#### [Given task]
Print the data that follows exactly.

[Collected data entries]
■ ■ ■ ■

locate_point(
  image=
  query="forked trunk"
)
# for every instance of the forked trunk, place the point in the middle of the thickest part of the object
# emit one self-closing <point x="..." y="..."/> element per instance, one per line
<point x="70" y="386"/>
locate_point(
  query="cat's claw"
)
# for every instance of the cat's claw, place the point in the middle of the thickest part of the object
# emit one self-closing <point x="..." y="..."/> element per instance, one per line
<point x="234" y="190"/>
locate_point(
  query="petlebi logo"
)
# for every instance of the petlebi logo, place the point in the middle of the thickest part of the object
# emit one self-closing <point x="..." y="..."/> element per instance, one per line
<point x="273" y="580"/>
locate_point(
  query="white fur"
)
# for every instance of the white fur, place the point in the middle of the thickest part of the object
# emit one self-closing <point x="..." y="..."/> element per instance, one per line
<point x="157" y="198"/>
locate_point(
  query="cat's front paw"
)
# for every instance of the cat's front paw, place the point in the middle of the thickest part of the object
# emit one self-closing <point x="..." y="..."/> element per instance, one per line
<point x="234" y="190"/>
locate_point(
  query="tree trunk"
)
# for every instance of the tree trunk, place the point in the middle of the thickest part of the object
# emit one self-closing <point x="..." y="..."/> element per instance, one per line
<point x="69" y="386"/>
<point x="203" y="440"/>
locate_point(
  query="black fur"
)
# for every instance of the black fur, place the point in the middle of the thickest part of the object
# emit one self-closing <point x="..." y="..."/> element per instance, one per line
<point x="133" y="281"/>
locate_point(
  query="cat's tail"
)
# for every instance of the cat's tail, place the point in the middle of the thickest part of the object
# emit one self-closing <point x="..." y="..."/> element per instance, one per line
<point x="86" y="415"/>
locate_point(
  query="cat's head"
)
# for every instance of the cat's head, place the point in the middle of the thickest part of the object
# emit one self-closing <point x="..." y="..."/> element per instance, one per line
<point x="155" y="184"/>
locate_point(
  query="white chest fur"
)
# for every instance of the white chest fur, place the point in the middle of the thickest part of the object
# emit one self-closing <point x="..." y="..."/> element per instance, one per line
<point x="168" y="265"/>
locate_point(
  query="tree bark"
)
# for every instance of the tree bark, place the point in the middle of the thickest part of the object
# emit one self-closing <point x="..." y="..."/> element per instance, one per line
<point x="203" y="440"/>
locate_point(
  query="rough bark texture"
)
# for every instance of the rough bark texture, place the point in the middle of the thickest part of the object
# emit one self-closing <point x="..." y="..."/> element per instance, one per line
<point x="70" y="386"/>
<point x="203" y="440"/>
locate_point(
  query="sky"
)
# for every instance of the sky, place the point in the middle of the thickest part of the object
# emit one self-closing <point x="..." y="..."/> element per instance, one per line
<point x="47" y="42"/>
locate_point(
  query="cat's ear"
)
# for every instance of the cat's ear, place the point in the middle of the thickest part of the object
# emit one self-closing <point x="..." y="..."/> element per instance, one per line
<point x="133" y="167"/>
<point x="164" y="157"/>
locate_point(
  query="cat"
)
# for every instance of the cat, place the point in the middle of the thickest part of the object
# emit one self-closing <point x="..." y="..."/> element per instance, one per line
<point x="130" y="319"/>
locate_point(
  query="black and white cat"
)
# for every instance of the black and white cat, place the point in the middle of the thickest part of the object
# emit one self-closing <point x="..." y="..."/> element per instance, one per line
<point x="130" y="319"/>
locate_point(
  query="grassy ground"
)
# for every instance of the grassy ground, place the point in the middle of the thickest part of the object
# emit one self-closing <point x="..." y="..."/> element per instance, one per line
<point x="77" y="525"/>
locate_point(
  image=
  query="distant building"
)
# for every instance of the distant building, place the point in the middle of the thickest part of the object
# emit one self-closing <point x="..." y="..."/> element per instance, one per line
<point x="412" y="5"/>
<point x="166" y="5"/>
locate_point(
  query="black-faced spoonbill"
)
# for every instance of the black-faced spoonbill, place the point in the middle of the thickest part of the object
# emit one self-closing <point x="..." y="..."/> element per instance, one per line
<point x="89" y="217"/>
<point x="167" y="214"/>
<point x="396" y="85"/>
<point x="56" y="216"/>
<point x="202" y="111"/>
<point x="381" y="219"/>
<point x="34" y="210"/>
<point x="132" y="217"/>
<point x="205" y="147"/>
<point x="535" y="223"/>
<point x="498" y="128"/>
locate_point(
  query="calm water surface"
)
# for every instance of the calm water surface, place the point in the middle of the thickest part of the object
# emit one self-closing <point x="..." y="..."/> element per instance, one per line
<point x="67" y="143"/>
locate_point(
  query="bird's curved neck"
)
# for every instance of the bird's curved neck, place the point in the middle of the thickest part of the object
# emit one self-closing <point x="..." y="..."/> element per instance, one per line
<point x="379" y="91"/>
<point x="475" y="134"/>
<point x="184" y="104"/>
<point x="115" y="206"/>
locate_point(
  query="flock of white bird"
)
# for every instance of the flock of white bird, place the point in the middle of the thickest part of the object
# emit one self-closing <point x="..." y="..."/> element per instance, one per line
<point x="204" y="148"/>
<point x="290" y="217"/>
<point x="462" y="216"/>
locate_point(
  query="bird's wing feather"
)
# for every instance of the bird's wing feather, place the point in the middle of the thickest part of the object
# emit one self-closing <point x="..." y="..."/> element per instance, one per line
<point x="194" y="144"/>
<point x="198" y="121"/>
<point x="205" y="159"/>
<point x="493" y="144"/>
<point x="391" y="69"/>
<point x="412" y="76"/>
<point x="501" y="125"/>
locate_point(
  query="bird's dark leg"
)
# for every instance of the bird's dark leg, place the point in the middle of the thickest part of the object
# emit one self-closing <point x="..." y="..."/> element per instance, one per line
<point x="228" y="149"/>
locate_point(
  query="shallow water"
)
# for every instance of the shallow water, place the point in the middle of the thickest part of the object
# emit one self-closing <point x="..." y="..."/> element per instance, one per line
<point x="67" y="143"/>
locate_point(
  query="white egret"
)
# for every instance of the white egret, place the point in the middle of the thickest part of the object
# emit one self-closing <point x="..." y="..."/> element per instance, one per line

■ ■ ■ ■

#### [Expected answer]
locate_point(
  image=
  query="forked trunk"
)
# for every instance of the forked trunk, place the point in the middle of the thickest part of the object
# emit one self-closing <point x="..." y="..."/> element per instance, one per line
<point x="70" y="386"/>
locate_point(
  query="cat's claw"
)
# for every instance of the cat's claw, place the point in the middle of the thickest part of the object
# emit one self-closing <point x="..." y="..."/> element per instance, one per line
<point x="234" y="190"/>
locate_point(
  query="petlebi logo"
)
# for every instance of the petlebi logo, place the point in the middle of the thickest part of the object
# emit one self-closing <point x="..." y="..."/> element per instance, one per line
<point x="273" y="580"/>
locate_point(
  query="white fur"
)
# for every instance of the white fur, place the point in the middle of the thickest part of the object
# emit one self-closing <point x="..." y="..."/> element per instance, one per line
<point x="157" y="198"/>
locate_point(
  query="cat's front paw"
)
# for every instance of the cat's front paw, place the point in the middle of the thickest part of the object
# emit one self-closing <point x="..." y="..."/> element per instance, one per line
<point x="234" y="190"/>
locate_point(
  query="tree trunk"
)
# for every instance of the tree trunk, place the point in the middle of the thickest part of the object
# emit one self-closing <point x="..." y="..."/> element per instance, one per line
<point x="69" y="386"/>
<point x="203" y="440"/>
locate_point(
  query="black fur"
)
# for every instance of the black fur, place the point in the middle of the thickest part of the object
# emit one self-closing <point x="..." y="..."/> element per instance, one per line
<point x="133" y="281"/>
locate_point(
  query="cat's tail"
)
# for every instance of the cat's tail, place the point in the middle of the thickest part of the object
# emit one self-closing <point x="..." y="..."/> element per instance, one per line
<point x="86" y="415"/>
locate_point(
  query="cat's head"
)
# for every instance of the cat's head, place the point in the middle of the thickest part of the object
# emit one self-closing <point x="..." y="..."/> element per instance, one per line
<point x="155" y="184"/>
locate_point(
  query="white chest fur"
)
# for every instance of the white chest fur, place the point in the middle of the thickest part of the object
# emit one self-closing <point x="..." y="..."/> element per instance, one per line
<point x="168" y="265"/>
locate_point(
  query="tree bark"
)
# for every instance of the tree bark, place the point in the middle of the thickest part of the object
# emit one self-closing <point x="..." y="..."/> element per instance, one per line
<point x="203" y="440"/>
locate_point(
  query="rough bark texture"
)
# for every instance of the rough bark texture, place the point in the middle of the thickest part of the object
# emit one self-closing <point x="..." y="..."/> element per instance, one per line
<point x="70" y="386"/>
<point x="203" y="440"/>
locate_point(
  query="sky"
)
# for every instance of the sky, place the point in the middle of the thickest part of the object
# emit one self-closing <point x="..." y="..."/> element per instance, one per line
<point x="47" y="42"/>
locate_point(
  query="cat's ear"
)
# for every instance of the cat's ear, place the point in the middle of the thickest part of the object
# emit one self-closing <point x="..." y="..."/> element per instance, one per line
<point x="133" y="167"/>
<point x="164" y="157"/>
locate_point(
  query="cat"
)
# for every instance of the cat, place the point in the middle of the thickest part of the object
# emit one self-closing <point x="..." y="..."/> element per instance, one per line
<point x="130" y="319"/>
locate_point(
  query="black and white cat"
)
# for every instance of the black and white cat, place the point in the middle of the thickest part of the object
# emit one self-closing <point x="..." y="..."/> element per instance, one per line
<point x="130" y="319"/>
locate_point(
  query="grassy ground"
)
# for every instance of the grassy ground, place the point in the middle of the thickest part of the object
# emit one self-closing <point x="..." y="..."/> element per instance, one per line
<point x="77" y="525"/>
locate_point(
  image=
  query="distant building"
)
# for every instance of the distant building, place the point in the middle of the thickest part of the object
# emit one self-closing <point x="..." y="..."/> element per instance, one per line
<point x="412" y="5"/>
<point x="166" y="5"/>
locate_point(
  query="black-faced spoonbill"
)
# for every instance of the black-faced spoonbill, place the point in the middle of the thickest part of the object
# emit one self-closing <point x="..." y="..."/> element per instance, one per line
<point x="89" y="217"/>
<point x="167" y="214"/>
<point x="396" y="85"/>
<point x="56" y="216"/>
<point x="202" y="111"/>
<point x="381" y="219"/>
<point x="34" y="210"/>
<point x="132" y="217"/>
<point x="205" y="147"/>
<point x="535" y="223"/>
<point x="498" y="128"/>
locate_point(
  query="calm water surface"
)
# for every instance of the calm water surface, place the point in the middle of the thickest part of the object
# emit one self-closing <point x="..." y="..."/> element per instance, one per line
<point x="67" y="143"/>
locate_point(
  query="bird's curved neck"
)
# for every instance of the bird's curved neck, place the point in the middle of the thickest part of the object
# emit one self-closing <point x="..." y="..."/> element per instance, one per line
<point x="379" y="91"/>
<point x="475" y="134"/>
<point x="184" y="104"/>
<point x="115" y="206"/>
locate_point(
  query="flock of white bird"
)
# for every instance of the flock of white bird, place the point in the middle of the thickest part of the object
# emit one self-closing <point x="..." y="..."/> element per instance, one per line
<point x="204" y="148"/>
<point x="290" y="217"/>
<point x="462" y="216"/>
locate_point(
  query="bird's wing feather"
)
# for every instance of the bird's wing feather, place the point in the middle of the thickest part of the object
# emit one self-closing <point x="..." y="..."/> element per instance, one per line
<point x="194" y="144"/>
<point x="198" y="121"/>
<point x="205" y="159"/>
<point x="493" y="144"/>
<point x="391" y="69"/>
<point x="412" y="76"/>
<point x="501" y="125"/>
locate_point(
  query="bird's dark leg"
)
# for every instance of the bird's dark leg, place the point in the middle of the thickest part of the object
# emit one self-closing <point x="..." y="..."/> element per instance, one per line
<point x="228" y="149"/>
locate_point(
  query="shallow water"
)
# for every instance of the shallow water, place the point in the middle of the thickest part of the object
# emit one self-closing <point x="..." y="..."/> element per instance, one per line
<point x="67" y="143"/>
locate_point(
  query="white egret"
)
# for every instance of the white egret, place the point in the middle of the thickest part of the object
# emit one self-closing <point x="..." y="..."/> element per instance, one per line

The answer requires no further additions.